**YOUR OBJECTIVE:** The answer is the full set of records, given again exactly and without images.

(DATA SUPPLIED begins)

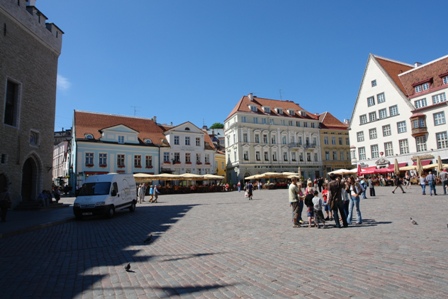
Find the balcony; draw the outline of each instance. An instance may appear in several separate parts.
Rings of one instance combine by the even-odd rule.
[[[428,128],[426,127],[412,128],[412,137],[425,136],[426,134],[428,134]]]
[[[301,142],[291,142],[291,143],[288,143],[288,147],[289,148],[299,148],[299,147],[302,147],[302,143]]]
[[[313,148],[316,148],[316,146],[317,146],[316,143],[306,143],[305,149],[313,149]]]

(DATA SUPPLIED ends)

**THE ANSWER:**
Find the balcony; draw the outline of each instance. An instance may appear in several separate parts.
Rings of one instance combine by the even-odd rule.
[[[428,128],[426,127],[412,128],[412,137],[425,136],[426,134],[428,134]]]
[[[301,142],[291,142],[291,143],[288,143],[288,147],[289,148],[299,148],[299,147],[302,147],[302,143]]]
[[[313,148],[316,148],[316,146],[317,146],[316,143],[306,143],[305,149],[313,149]]]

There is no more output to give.